What you need to do:
A. In the pull request thread below, which participant noted that the integration test failures look legitimate?
B. Translate this sentence from the pull request thread below into Spanish: "I did not touch the Agent code since it's a much heavier lift and can potentially be done separately later on."

Text section:

Cilium EndpointSlices: improve metrics from the Operator CES controller #40418

antonipp · 2025-07-08T16:47:05Z

Description

This PR brings multiple improvements to the CES controller monitoring in the Operator.

Summary of changes:

Extract the client-go's workqueue#MetricsProvider into a separate Cell - this modularizes the MetricsProvider setup so that it can be injected into any Operator Cell leveraging Workqueues for easy monitoring. I did not touch the Agent code since it's a much heavier lift and can potentially be done separately later on. I also updated Histogram metrics emitted by the Provider, so that their buckets have more relevant values.
Add a MetricsProvider to both WorkQueues used by the CES Controller to export a variety of metrics to Prometheus (depth, adds, latency, work duration, unfinished work, longest running processor, retries)
Better histogram buckets for the number_of_cep_changes_per_ces metric. It used to use the default buckets {.005, .01, .025, .05, .1, .25, .5, 1, 2.5, 5, 10} which really don't make sense here
Better labels for the ces_sync_total metric: when failures were reported by this metrics, it was impossible to tell whether they are transient failures which will be retried or if they are fatal errors (i.e. exhausted all retries). I also added a warning log for errors which are retried so that we can at least see them.

Cilium EndpointSlices: improve metrics from the Operator CES controller

antonipp · 2025-07-08T16:47:35Z

/test

antonipp · 2025-07-09T08:12:13Z

/test

giorio94

Thanks! One initial comment inline. Could you please also extend the commit messages with information on the changes, so that context is also available there in addition to the PR description?

(Edit: integration tests failures look legitimate)

operator/pkg/ciliumendpointslice/workqueue_metrics_provider.go

qmonnet

Doc changes: Just one nit (see below), looks good to me otherwise. Thanks!

Data listing:

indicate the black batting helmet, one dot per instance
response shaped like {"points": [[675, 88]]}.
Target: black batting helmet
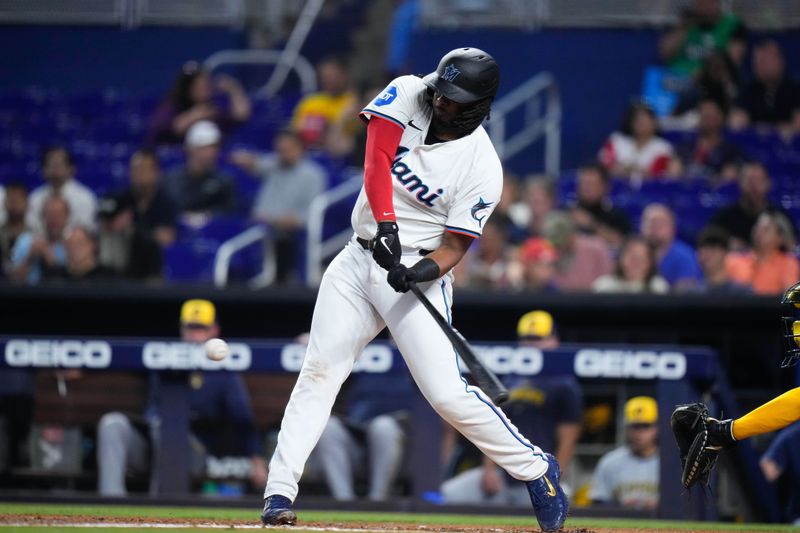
{"points": [[465, 75], [791, 325]]}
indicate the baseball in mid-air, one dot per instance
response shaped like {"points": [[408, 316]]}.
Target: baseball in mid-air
{"points": [[217, 349]]}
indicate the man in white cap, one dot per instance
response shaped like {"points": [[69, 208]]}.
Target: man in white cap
{"points": [[201, 187]]}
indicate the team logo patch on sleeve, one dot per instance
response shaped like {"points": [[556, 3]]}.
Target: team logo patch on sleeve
{"points": [[387, 96], [450, 73], [480, 210]]}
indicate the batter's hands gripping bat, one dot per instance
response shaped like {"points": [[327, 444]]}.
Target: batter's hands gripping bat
{"points": [[485, 378]]}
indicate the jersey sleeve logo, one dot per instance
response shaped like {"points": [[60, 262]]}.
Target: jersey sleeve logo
{"points": [[387, 96], [450, 73], [480, 210]]}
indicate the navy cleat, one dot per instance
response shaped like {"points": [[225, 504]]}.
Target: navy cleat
{"points": [[549, 501], [278, 511]]}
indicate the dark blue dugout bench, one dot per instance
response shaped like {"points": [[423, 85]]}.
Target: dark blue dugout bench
{"points": [[679, 373]]}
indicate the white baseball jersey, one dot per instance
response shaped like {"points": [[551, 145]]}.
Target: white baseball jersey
{"points": [[450, 186]]}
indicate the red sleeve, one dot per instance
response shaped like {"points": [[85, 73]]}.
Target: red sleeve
{"points": [[383, 138]]}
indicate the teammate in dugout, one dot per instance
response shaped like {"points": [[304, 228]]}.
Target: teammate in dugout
{"points": [[700, 437], [431, 179]]}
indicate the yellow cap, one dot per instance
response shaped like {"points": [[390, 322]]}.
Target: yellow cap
{"points": [[537, 324], [201, 312], [641, 410]]}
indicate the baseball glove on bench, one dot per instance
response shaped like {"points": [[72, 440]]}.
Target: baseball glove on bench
{"points": [[700, 438]]}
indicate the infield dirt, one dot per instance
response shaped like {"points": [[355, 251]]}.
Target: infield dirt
{"points": [[54, 520]]}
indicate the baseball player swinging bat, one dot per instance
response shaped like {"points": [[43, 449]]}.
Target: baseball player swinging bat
{"points": [[485, 378]]}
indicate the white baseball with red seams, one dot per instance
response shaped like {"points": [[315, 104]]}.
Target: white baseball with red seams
{"points": [[449, 186]]}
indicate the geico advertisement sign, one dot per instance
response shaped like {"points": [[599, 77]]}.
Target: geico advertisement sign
{"points": [[57, 354], [185, 356], [378, 359], [522, 360], [638, 364], [374, 359]]}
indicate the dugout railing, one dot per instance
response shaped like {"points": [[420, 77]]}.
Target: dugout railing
{"points": [[673, 374]]}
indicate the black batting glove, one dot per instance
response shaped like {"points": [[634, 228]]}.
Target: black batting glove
{"points": [[400, 277], [385, 245]]}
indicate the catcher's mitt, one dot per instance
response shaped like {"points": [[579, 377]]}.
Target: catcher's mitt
{"points": [[700, 439]]}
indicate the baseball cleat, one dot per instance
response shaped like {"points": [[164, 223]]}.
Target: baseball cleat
{"points": [[549, 501], [278, 511]]}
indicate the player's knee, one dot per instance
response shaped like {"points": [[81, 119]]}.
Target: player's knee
{"points": [[111, 424], [335, 432], [386, 428], [448, 406]]}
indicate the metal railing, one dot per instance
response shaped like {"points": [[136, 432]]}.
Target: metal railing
{"points": [[539, 100], [318, 249], [535, 14], [229, 248], [304, 69], [125, 13]]}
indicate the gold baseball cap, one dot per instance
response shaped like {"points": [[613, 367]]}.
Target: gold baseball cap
{"points": [[198, 312], [535, 324], [641, 410]]}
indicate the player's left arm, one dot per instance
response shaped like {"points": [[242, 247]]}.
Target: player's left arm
{"points": [[432, 266], [450, 251], [474, 203]]}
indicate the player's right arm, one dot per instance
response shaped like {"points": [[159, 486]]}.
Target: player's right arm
{"points": [[383, 138]]}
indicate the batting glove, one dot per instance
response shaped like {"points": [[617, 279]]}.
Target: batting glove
{"points": [[386, 245], [400, 276]]}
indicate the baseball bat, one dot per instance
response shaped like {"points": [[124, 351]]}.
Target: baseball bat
{"points": [[485, 378]]}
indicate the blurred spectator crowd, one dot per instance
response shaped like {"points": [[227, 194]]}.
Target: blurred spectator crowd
{"points": [[703, 199]]}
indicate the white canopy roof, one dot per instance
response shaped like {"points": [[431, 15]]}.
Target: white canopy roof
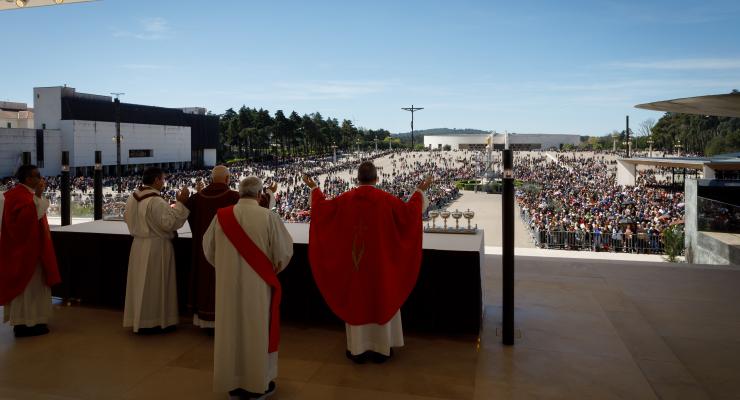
{"points": [[720, 105], [14, 5]]}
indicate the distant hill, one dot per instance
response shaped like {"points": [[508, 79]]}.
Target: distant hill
{"points": [[442, 131]]}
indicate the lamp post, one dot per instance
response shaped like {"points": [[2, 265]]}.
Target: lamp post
{"points": [[628, 144], [614, 142], [98, 186], [117, 103], [507, 257], [65, 189], [678, 146], [627, 135], [412, 109]]}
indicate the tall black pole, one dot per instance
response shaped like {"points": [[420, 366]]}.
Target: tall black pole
{"points": [[65, 189], [628, 136], [412, 109], [118, 143], [507, 258], [98, 186]]}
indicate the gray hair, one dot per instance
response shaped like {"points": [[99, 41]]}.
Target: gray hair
{"points": [[250, 186]]}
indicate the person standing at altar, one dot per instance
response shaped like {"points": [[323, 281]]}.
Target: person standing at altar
{"points": [[28, 266], [365, 254], [248, 246], [203, 206], [151, 285]]}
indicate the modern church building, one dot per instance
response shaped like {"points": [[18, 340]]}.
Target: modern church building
{"points": [[81, 123], [517, 141]]}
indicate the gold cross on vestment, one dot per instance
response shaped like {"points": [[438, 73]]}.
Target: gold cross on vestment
{"points": [[358, 250]]}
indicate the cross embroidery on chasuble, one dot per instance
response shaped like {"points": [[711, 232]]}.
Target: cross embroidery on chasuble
{"points": [[358, 245]]}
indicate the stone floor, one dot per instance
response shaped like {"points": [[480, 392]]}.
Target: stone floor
{"points": [[590, 329]]}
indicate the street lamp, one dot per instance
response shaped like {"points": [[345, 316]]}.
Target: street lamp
{"points": [[117, 139], [678, 146], [615, 135], [628, 143]]}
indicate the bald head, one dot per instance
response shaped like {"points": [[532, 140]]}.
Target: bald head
{"points": [[220, 174]]}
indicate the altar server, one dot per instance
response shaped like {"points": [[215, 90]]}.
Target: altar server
{"points": [[203, 206], [365, 254], [28, 266], [248, 245], [151, 286]]}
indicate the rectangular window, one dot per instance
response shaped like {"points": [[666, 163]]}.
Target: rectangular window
{"points": [[140, 153]]}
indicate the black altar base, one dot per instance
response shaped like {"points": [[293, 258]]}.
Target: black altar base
{"points": [[447, 299]]}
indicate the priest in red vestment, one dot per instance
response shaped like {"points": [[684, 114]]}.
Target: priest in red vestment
{"points": [[203, 206], [28, 266], [365, 254]]}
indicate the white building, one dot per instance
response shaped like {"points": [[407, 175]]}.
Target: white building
{"points": [[15, 115], [517, 141], [81, 123]]}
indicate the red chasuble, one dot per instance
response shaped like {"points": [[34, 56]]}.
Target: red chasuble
{"points": [[365, 252], [203, 206], [24, 242], [261, 265]]}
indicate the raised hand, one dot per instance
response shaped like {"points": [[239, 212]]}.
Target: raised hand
{"points": [[273, 187], [309, 181], [424, 185], [40, 187], [183, 195]]}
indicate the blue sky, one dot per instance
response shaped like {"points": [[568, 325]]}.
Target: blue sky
{"points": [[526, 66]]}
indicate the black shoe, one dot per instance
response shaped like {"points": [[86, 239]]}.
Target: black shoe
{"points": [[156, 330], [357, 359], [28, 331], [379, 358], [270, 391], [239, 394]]}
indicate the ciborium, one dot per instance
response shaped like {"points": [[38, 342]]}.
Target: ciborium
{"points": [[434, 214], [457, 215], [445, 214], [468, 215]]}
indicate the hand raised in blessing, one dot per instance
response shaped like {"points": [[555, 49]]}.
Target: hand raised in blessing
{"points": [[183, 194], [424, 185], [309, 181]]}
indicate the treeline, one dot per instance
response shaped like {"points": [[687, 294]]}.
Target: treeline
{"points": [[443, 131], [257, 135], [697, 133], [693, 134]]}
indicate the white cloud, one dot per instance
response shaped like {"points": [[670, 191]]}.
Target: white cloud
{"points": [[329, 90], [154, 28], [683, 64]]}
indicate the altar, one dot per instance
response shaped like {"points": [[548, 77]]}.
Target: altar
{"points": [[447, 299]]}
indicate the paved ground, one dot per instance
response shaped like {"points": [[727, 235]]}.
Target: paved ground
{"points": [[588, 329], [487, 209]]}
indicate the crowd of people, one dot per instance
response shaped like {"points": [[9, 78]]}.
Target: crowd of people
{"points": [[568, 200], [334, 178], [574, 202]]}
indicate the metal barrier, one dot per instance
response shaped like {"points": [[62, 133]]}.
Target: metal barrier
{"points": [[642, 242], [717, 216]]}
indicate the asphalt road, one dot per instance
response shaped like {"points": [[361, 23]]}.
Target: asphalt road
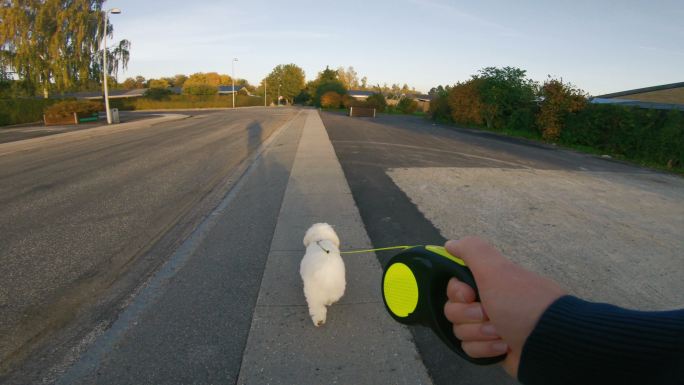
{"points": [[85, 219], [409, 175]]}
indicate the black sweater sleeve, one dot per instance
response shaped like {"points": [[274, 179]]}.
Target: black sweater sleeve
{"points": [[580, 342]]}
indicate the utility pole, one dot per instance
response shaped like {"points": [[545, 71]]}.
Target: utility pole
{"points": [[233, 79], [104, 62]]}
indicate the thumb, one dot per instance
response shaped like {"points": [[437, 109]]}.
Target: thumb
{"points": [[482, 258]]}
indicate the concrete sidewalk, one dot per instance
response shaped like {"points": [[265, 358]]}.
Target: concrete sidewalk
{"points": [[360, 343], [23, 133]]}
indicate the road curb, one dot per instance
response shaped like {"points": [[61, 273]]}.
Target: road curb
{"points": [[27, 144]]}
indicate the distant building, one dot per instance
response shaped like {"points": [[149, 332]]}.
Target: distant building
{"points": [[423, 101], [113, 94], [229, 90], [666, 96], [360, 94]]}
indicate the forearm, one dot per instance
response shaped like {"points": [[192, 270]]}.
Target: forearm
{"points": [[579, 342]]}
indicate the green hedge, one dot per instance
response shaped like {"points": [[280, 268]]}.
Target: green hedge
{"points": [[17, 111], [652, 136], [186, 101]]}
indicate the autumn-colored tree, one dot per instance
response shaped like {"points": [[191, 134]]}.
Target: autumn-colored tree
{"points": [[288, 79], [558, 100], [465, 103], [128, 84], [158, 83], [439, 103], [407, 105], [326, 81], [503, 92], [377, 101], [55, 44], [331, 99], [179, 80], [202, 83], [348, 77]]}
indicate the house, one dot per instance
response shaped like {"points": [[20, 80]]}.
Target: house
{"points": [[423, 102], [113, 94], [228, 90], [665, 97], [360, 94]]}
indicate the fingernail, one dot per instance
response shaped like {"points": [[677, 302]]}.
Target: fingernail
{"points": [[488, 330], [474, 313], [500, 347], [460, 296]]}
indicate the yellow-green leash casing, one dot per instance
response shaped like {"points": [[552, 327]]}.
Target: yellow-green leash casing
{"points": [[414, 286]]}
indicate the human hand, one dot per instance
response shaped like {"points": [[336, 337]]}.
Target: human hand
{"points": [[512, 300]]}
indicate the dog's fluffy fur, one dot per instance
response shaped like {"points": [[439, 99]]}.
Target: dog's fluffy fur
{"points": [[322, 270]]}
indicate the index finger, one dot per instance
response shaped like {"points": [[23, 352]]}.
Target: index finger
{"points": [[458, 291]]}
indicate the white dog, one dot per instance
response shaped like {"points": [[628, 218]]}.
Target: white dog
{"points": [[322, 270]]}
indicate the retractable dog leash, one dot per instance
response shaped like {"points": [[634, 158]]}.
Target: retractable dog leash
{"points": [[414, 285]]}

Set of answers:
A. giorio94

B. No modifiqué el código del Agent, ya que es un trabajo mucho más pesado y podría hacerse por separado más adelante.